[WHAT YOU NEED TO DO] Copy each entry as it stands, leaving nothing out.

Object point labels
>>>

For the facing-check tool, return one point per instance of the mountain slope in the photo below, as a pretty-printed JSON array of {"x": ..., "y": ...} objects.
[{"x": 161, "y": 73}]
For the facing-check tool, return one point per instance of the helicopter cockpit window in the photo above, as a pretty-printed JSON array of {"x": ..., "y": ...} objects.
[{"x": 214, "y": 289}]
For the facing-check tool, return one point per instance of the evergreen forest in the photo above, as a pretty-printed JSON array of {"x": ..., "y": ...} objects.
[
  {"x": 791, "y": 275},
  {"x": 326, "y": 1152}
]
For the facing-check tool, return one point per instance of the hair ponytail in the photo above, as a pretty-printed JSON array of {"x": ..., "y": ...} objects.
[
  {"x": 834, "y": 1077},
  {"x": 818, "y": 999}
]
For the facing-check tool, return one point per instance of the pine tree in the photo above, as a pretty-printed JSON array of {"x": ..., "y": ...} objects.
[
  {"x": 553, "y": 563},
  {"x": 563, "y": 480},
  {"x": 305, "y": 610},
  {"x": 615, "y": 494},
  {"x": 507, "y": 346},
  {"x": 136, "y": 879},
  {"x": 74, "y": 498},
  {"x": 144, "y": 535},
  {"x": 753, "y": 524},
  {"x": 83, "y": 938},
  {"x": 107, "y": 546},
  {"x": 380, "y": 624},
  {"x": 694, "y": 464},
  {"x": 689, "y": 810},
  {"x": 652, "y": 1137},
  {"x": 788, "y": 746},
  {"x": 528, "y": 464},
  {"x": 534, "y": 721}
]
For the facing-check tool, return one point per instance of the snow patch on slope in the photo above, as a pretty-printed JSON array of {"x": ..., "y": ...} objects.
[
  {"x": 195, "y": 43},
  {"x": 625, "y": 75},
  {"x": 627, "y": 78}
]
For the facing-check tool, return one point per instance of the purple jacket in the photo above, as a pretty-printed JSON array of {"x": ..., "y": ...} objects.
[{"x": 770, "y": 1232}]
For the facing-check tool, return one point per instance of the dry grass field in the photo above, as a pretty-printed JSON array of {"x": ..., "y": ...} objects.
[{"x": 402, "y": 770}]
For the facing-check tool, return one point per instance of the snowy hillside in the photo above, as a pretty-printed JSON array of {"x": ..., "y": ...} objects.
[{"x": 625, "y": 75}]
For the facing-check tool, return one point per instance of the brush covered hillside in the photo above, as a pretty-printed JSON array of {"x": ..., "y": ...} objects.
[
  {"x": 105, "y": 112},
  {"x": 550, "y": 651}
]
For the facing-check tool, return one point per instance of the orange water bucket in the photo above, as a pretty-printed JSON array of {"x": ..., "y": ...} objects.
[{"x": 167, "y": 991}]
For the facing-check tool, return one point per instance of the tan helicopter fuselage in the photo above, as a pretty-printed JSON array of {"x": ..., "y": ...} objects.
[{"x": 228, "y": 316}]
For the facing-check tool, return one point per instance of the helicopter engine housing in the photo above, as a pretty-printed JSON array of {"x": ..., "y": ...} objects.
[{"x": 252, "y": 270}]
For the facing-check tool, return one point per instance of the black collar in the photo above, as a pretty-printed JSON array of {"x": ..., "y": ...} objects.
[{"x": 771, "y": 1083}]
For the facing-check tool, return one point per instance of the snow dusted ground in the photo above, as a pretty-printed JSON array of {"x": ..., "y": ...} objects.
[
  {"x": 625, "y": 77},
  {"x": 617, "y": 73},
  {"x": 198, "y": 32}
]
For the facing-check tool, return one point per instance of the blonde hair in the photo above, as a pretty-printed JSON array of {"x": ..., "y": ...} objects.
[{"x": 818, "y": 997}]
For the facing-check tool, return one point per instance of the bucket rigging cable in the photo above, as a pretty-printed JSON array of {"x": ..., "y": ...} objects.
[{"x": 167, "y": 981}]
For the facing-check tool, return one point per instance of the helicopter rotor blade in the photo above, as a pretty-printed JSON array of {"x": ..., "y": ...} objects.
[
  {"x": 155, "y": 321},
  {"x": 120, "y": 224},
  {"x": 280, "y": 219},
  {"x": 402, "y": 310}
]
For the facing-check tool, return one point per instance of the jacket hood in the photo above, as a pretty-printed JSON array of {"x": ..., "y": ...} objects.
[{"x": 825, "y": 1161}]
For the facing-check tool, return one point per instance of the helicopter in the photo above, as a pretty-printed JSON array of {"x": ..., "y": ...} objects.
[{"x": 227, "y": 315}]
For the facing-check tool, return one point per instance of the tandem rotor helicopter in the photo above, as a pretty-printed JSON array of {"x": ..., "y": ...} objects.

<<<

[SOLVED EXERCISE]
For the facing-check tool, return one point per instance of the mountain slope in the photo below, as a pretty-printed JSON array of {"x": ..., "y": ...} objects.
[{"x": 161, "y": 73}]
For the facing-check tool, return one point per instance of the helicopter cockpit window in the photo above, as a pretty-printed JSON array of {"x": ..., "y": ...} objects.
[{"x": 214, "y": 289}]
For the facing-check tool, return one point per instance of the evergreen forest in the photo above, as a pretty-printed JSON array of {"x": ..., "y": ...} objects.
[
  {"x": 791, "y": 275},
  {"x": 326, "y": 1152}
]
For the facing-check tool, return one point per instance of the hair ponytail in the photo above, as a pretty-printed JSON array of {"x": ..., "y": ...} objects.
[
  {"x": 834, "y": 1077},
  {"x": 818, "y": 999}
]
For the facing-check tool, return one point per instance of the pine tree in the photo above, as a pretty-printed JSON array of {"x": ..., "y": ...} objects.
[
  {"x": 553, "y": 563},
  {"x": 563, "y": 480},
  {"x": 305, "y": 610},
  {"x": 615, "y": 494},
  {"x": 507, "y": 346},
  {"x": 136, "y": 879},
  {"x": 74, "y": 498},
  {"x": 144, "y": 535},
  {"x": 753, "y": 524},
  {"x": 83, "y": 938},
  {"x": 107, "y": 546},
  {"x": 380, "y": 624},
  {"x": 694, "y": 464},
  {"x": 689, "y": 810},
  {"x": 652, "y": 1137},
  {"x": 788, "y": 746},
  {"x": 528, "y": 464},
  {"x": 534, "y": 721}
]
For the facing-check tool, return one point per instance of the snow patch on slope in the photo above, as a pretty-printed JSON array of {"x": ..., "y": ...} objects.
[
  {"x": 195, "y": 43},
  {"x": 625, "y": 75},
  {"x": 627, "y": 78}
]
For the facing-check tool, return one point per instance of the purple jacket in the photo above, as a pretty-printed JSON array of {"x": ..., "y": ...} objects.
[{"x": 770, "y": 1232}]
For the facing-check tool, return one point per instance of the dry grass field in the photo above, as a pretty-printed JSON array of {"x": ..., "y": ...} objects.
[{"x": 402, "y": 770}]
For the facing-check tool, return one point per instance of the snowy hillside in the photo above, as a pretty-printed JSON array of {"x": ..., "y": ...} objects.
[{"x": 625, "y": 75}]
For the facing-check tool, return one point per instance of the brush covered hillside in the photo above, as a pretty-printed JSON array of {"x": ..., "y": ...} objects.
[
  {"x": 105, "y": 112},
  {"x": 550, "y": 651}
]
For the facing-check tool, return one point per instance of the orange water bucket in the photo above, as a pretty-printed JSON array of {"x": ..., "y": ...} objects.
[{"x": 167, "y": 991}]
For the facing-check tool, return one point per instance of the tan helicopter fuselage in the photo above, as a pretty-printed JSON array of {"x": ..., "y": ...} objects.
[{"x": 228, "y": 316}]
For the facing-check tool, return one point per instance of the helicopter engine housing in the photo above, as a pretty-printed JSON array of {"x": ..., "y": ...} objects.
[{"x": 252, "y": 270}]
For the facing-check tool, return one point per instance of the black collar in the photo above, as a pretty-printed JSON array of {"x": ..., "y": ...} objects.
[{"x": 771, "y": 1083}]
For the facing-check tool, return one point per instance of the snow dusted ground in the photo above, as a pretty-printed JSON array of {"x": ..., "y": ...} objects.
[
  {"x": 625, "y": 77},
  {"x": 617, "y": 73},
  {"x": 198, "y": 32}
]
For the facing-check tool, return one point per instance of the blonde hair in the photo above, as a pretty-printed JSON array of {"x": ..., "y": ...} objects.
[{"x": 818, "y": 997}]
For the facing-check tool, return one point per instance of the bucket rigging cable in the photo above, as a pretty-printed JSON array of {"x": ..., "y": ...} objects.
[{"x": 167, "y": 981}]
For the facing-check tool, return one point per instance of the helicopter rotor blade in the photo above, as a pretty-printed JSON array of {"x": ..., "y": ...} objects.
[
  {"x": 155, "y": 321},
  {"x": 120, "y": 224},
  {"x": 280, "y": 219},
  {"x": 402, "y": 310}
]
For the facing-check tool, return one point per instance of the jacket hood in the photo above, as a pretty-printed JSON array of {"x": ..., "y": ...} objects.
[{"x": 825, "y": 1161}]
For the facing-check tool, return one point per instance of the helicopter in the photo above, as a pretty-printed JSON array of {"x": ..., "y": ...} objects.
[{"x": 227, "y": 315}]
For the facing-check tool, return one point per instance of the tandem rotor helicopter in the photo above, as a pretty-printed JSON array of {"x": ..., "y": ...} objects.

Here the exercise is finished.